-- ACTION ITEM --
Copy each line below in which the word "nose" occurs.

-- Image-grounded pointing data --
#####

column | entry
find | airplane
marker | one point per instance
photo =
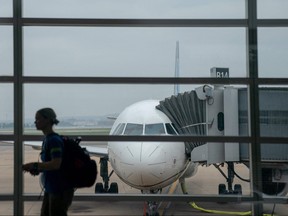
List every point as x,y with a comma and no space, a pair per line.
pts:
147,166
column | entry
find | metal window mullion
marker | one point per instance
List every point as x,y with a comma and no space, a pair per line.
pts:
18,105
254,147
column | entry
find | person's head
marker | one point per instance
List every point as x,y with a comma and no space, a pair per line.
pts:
45,118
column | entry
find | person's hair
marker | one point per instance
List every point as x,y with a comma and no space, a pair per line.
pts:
48,113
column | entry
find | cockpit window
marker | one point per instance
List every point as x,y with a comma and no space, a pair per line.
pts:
133,129
154,129
119,129
170,129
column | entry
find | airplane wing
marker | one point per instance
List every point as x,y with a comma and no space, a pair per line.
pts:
34,144
93,150
97,151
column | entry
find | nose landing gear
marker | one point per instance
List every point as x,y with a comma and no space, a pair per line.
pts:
104,187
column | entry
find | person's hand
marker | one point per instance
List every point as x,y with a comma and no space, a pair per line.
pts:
31,168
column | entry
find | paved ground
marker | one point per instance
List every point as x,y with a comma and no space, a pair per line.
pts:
204,182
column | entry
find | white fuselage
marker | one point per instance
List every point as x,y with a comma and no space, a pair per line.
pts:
146,165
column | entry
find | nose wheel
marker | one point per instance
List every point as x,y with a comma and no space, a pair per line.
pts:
104,187
229,178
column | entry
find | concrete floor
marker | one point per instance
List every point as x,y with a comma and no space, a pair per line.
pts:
204,182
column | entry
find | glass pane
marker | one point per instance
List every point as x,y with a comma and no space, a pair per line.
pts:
138,52
135,9
273,52
6,109
6,208
86,106
273,111
6,50
273,9
6,167
6,8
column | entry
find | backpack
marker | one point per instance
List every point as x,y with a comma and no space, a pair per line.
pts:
77,167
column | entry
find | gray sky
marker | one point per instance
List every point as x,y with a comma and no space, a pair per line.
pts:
139,52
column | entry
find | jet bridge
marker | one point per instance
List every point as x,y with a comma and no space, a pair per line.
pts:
223,111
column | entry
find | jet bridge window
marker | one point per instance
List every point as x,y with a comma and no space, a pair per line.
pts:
133,129
154,129
119,129
170,129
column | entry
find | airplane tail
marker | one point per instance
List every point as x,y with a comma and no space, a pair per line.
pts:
177,67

#####

-- ANSWER FOR THE TASK --
find | nose landing gear
find | nose wheel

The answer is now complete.